**Problem details**
Render all of the data below as a two-column CSV headed input and output, one row per text with its answer, each value in one quoted field with any line breaks turned into spaces. Leave the picture out.
╭──
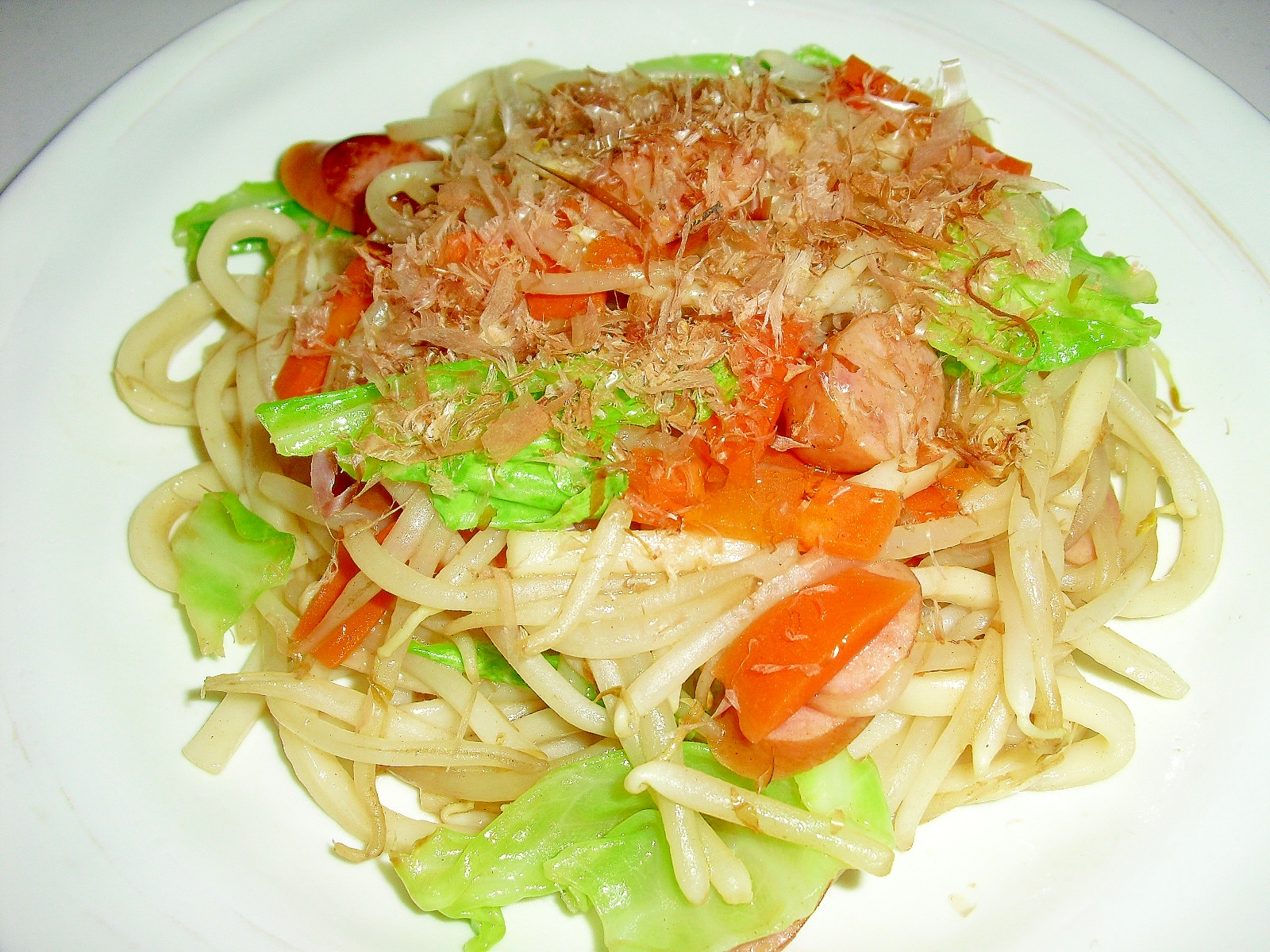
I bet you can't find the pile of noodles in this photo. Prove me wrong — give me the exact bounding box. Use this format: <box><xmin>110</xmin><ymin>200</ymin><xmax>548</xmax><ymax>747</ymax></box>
<box><xmin>117</xmin><ymin>52</ymin><xmax>1222</xmax><ymax>919</ymax></box>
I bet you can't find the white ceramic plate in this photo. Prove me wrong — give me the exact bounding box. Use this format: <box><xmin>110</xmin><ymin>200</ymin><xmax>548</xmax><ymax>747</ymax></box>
<box><xmin>0</xmin><ymin>0</ymin><xmax>1270</xmax><ymax>952</ymax></box>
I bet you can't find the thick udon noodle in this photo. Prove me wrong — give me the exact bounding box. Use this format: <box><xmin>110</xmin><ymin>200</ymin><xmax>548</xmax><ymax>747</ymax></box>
<box><xmin>116</xmin><ymin>56</ymin><xmax>1222</xmax><ymax>903</ymax></box>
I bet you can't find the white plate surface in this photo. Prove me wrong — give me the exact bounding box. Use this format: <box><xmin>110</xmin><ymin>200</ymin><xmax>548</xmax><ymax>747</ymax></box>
<box><xmin>0</xmin><ymin>0</ymin><xmax>1270</xmax><ymax>952</ymax></box>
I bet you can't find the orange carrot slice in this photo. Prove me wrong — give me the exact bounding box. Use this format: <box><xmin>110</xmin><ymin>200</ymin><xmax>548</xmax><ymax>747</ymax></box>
<box><xmin>715</xmin><ymin>567</ymin><xmax>921</xmax><ymax>743</ymax></box>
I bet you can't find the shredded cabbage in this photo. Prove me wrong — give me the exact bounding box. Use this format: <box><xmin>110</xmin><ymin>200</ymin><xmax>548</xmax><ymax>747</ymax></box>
<box><xmin>171</xmin><ymin>493</ymin><xmax>296</xmax><ymax>655</ymax></box>
<box><xmin>394</xmin><ymin>743</ymin><xmax>891</xmax><ymax>952</ymax></box>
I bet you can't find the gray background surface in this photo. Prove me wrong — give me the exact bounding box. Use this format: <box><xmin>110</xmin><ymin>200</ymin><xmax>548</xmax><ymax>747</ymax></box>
<box><xmin>0</xmin><ymin>0</ymin><xmax>1270</xmax><ymax>186</ymax></box>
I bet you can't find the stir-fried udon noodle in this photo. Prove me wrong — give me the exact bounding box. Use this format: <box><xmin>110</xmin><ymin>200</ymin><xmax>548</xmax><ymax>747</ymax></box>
<box><xmin>116</xmin><ymin>53</ymin><xmax>1222</xmax><ymax>949</ymax></box>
╰──
**Output**
input,output
"I bet you can't find the pile of noodles in this photo. Prove me wrong — give me the exact bounding box. Use this format: <box><xmin>110</xmin><ymin>200</ymin><xmax>548</xmax><ymax>747</ymax></box>","<box><xmin>117</xmin><ymin>52</ymin><xmax>1222</xmax><ymax>919</ymax></box>"
"I bet you can't find the white ceramic plate in this photo. Prove me wrong — give me the exact bounding box. Use this format: <box><xmin>110</xmin><ymin>200</ymin><xmax>548</xmax><ymax>747</ymax></box>","<box><xmin>0</xmin><ymin>0</ymin><xmax>1270</xmax><ymax>952</ymax></box>"
"I bet you can't find the thick udon noodle in this photo. Prove me wrong — give me the exact bounding box. Use this format: <box><xmin>110</xmin><ymin>200</ymin><xmax>548</xmax><ymax>747</ymax></box>","<box><xmin>116</xmin><ymin>56</ymin><xmax>1222</xmax><ymax>903</ymax></box>"
"I bet you can't find the white plate surface in this photo. Prove me wrong — give me the exact bounding box. Use this format: <box><xmin>110</xmin><ymin>200</ymin><xmax>548</xmax><ymax>747</ymax></box>","<box><xmin>0</xmin><ymin>0</ymin><xmax>1270</xmax><ymax>952</ymax></box>"
"I bet you can't find the orange carrot slice in this photo. Prove me wrong — give me the exact bounding box. Use this format: <box><xmin>110</xmin><ymin>200</ymin><xmax>548</xmax><ymax>747</ymax></box>","<box><xmin>715</xmin><ymin>567</ymin><xmax>921</xmax><ymax>743</ymax></box>"
"I bet you can't find the shredded cabbage in this photo. Prove me wrong — give me the exact bounding box. Use this format: <box><xmin>110</xmin><ymin>200</ymin><xmax>548</xmax><ymax>747</ymax></box>","<box><xmin>171</xmin><ymin>493</ymin><xmax>296</xmax><ymax>655</ymax></box> <box><xmin>394</xmin><ymin>743</ymin><xmax>891</xmax><ymax>952</ymax></box>"
"I bet you can't find the gray background surface in this photo. Prove me wrong — give me the exact bounding box. Use this format: <box><xmin>110</xmin><ymin>200</ymin><xmax>548</xmax><ymax>747</ymax></box>","<box><xmin>0</xmin><ymin>0</ymin><xmax>1270</xmax><ymax>186</ymax></box>"
"I bet you can't find the stir-fried udon noodle in this photo. Prove me wrong — give me the exact bounding box. Use this format: <box><xmin>110</xmin><ymin>200</ymin><xmax>548</xmax><ymax>747</ymax></box>","<box><xmin>116</xmin><ymin>53</ymin><xmax>1222</xmax><ymax>949</ymax></box>"